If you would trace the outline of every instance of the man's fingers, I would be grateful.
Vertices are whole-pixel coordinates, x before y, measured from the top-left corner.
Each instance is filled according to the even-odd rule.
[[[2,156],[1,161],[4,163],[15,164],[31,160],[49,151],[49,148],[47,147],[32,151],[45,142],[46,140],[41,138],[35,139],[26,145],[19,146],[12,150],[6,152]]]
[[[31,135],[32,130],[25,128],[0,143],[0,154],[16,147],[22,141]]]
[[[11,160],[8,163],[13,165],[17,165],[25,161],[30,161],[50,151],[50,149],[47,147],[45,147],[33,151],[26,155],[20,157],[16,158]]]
◇ ◇ ◇ ◇ ◇ ◇ ◇
TASK GOAL: Arrange every line of the data above as a Markdown table with the columns Row and Line. Number the rows in order and leave out any blank lines.

RESPONSE TO THE TASK:
| Row | Line |
|---|---|
| 1 | If you would trace the outline of every instance of the man's fingers, I would be grateful. |
| 2 | Vertices are whole-pixel coordinates, x before y, measured from the top-left corner. |
| 3 | Each instance is filled according to the even-odd rule. |
| 4 | [[[2,156],[1,161],[4,163],[15,164],[31,160],[49,151],[49,148],[47,147],[32,151],[45,142],[46,140],[41,138],[35,139],[26,145],[19,146],[12,150],[6,152]]] |
| 5 | [[[31,135],[32,130],[25,128],[0,143],[0,154],[16,147],[22,141]]] |
| 6 | [[[11,160],[8,163],[13,165],[17,165],[25,161],[30,161],[50,151],[50,149],[47,147],[45,147],[33,151],[26,155],[20,157],[16,158]]] |